• **EXCERPTED PASSAGE**:
────────────────────────────────────────

'Sadbait': Why audiences love depressing content online
People say they don't want to be sad, but their online habits disagree. Content that channels sorrow for views has become a ubiquitous part of online culture. Why does it work?
Whether you're a state-sponsored misinformation campaign, a content creator trying to make it big or a company trying to sell a product, there's one proven way to win followers and earn money online: make people feel something.
Social media platforms have been called out for incentivising creators to make their audiences angry. But these critiques tend to focus on content designed to infuriate people into engaging with a post, often called "ragebait". It's earned considerable scrutiny and even shouldered some of the blame for political polarisation in recent years – but rage isn't the only emotion that leads users to linger in a comments section or repost a video.

────────────────────────────────────────

• **AVAILABLE DATA**:
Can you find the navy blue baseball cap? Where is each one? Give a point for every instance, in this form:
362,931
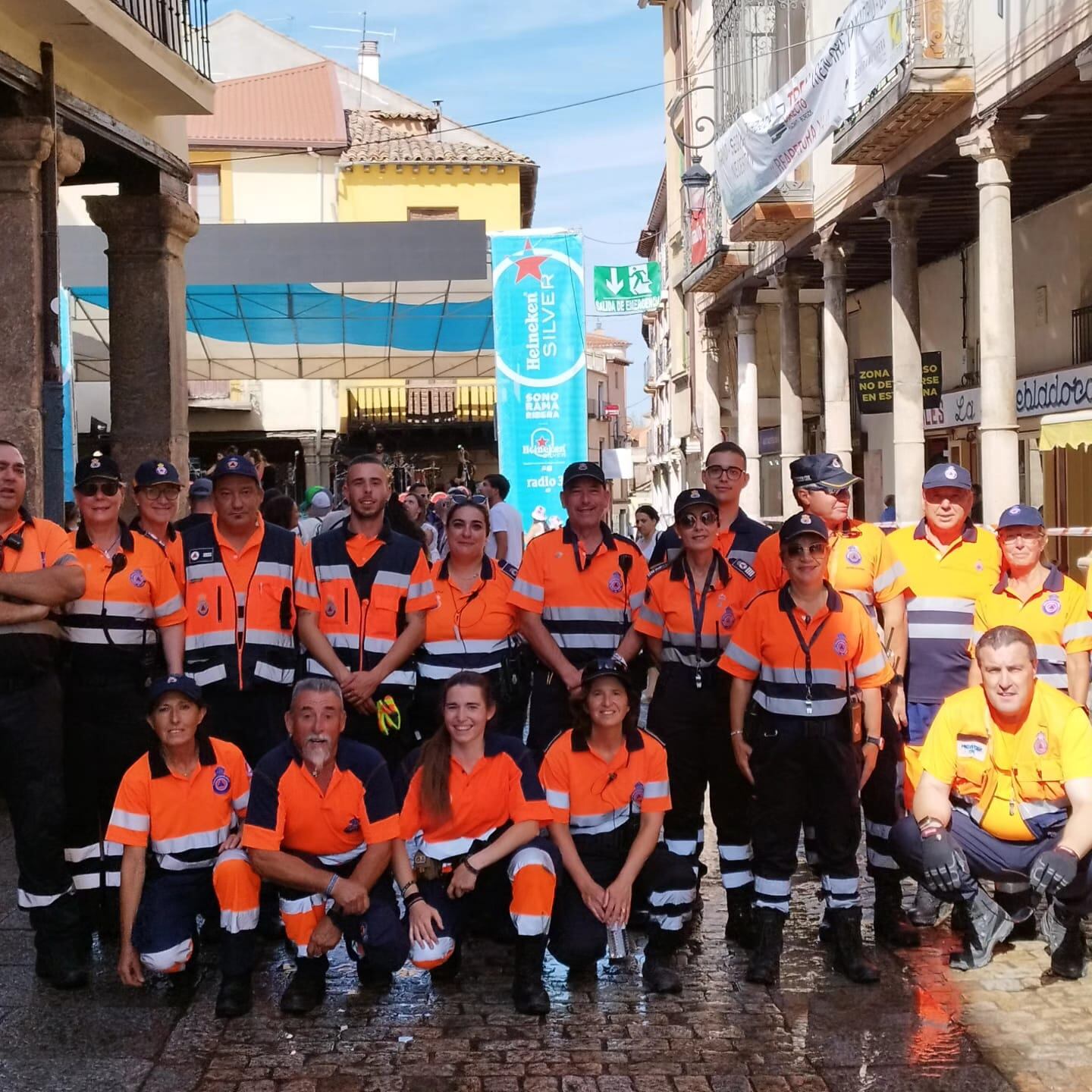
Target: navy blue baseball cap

────────────────────────────────────────

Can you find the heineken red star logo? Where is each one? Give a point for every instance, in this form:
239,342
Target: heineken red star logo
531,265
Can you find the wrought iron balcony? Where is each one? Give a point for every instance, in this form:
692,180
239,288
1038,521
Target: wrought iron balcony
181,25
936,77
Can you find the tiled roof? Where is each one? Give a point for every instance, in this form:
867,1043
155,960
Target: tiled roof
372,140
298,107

────────────────────────────────────────

• **REQUIRED WORK**:
1. In the article on sadbait, what term is often used for content designed to infuriate people into engaging with a post?
2. Continue the article on sadbait and online sorrow, picking up after its final sentence.
The listing has no connection to the article on sadbait.

• **OUTPUTS FOR THE TASKS**:
1. Ragebait.

2.
The internet is flooded with what some call 'sadbait'. It gets far less attention, but some of today's most successful online content is melancholy and melodramatic. Influencers film themselves crying. Scam artists lure their victims with stories of hard luck. In 2024, TikTokers racked up hundreds of millions of views with a forlorn genre of videos called "Corecore", where collages of depressing movie and news clips lay over a bed of depressing music. Sadness is a feeling people might think they want to avoid, but gloomy, dark and even distressing posts seem to do surprisingly well with both humans and the algorithms that cater to them. The success of sadbait can tell us a lot about both the internet, and ourselves.
"Displays of any kind of strong emotion – anger, sadness, disgust or even laughing – hook viewers," says Soma Basu, an investigative journalist and researcher at Tampere University in Finland who studies how media spreads online. Creators know their audience is scrolling through an endless stream of videos they could be watching instead, so a clear and urgent emotional appeal can make them stay, she says. But according to Basu, there's something about images of grief, in particular, that can blur the lines between the audience and the content, creating the opportunity for a special kind of connection.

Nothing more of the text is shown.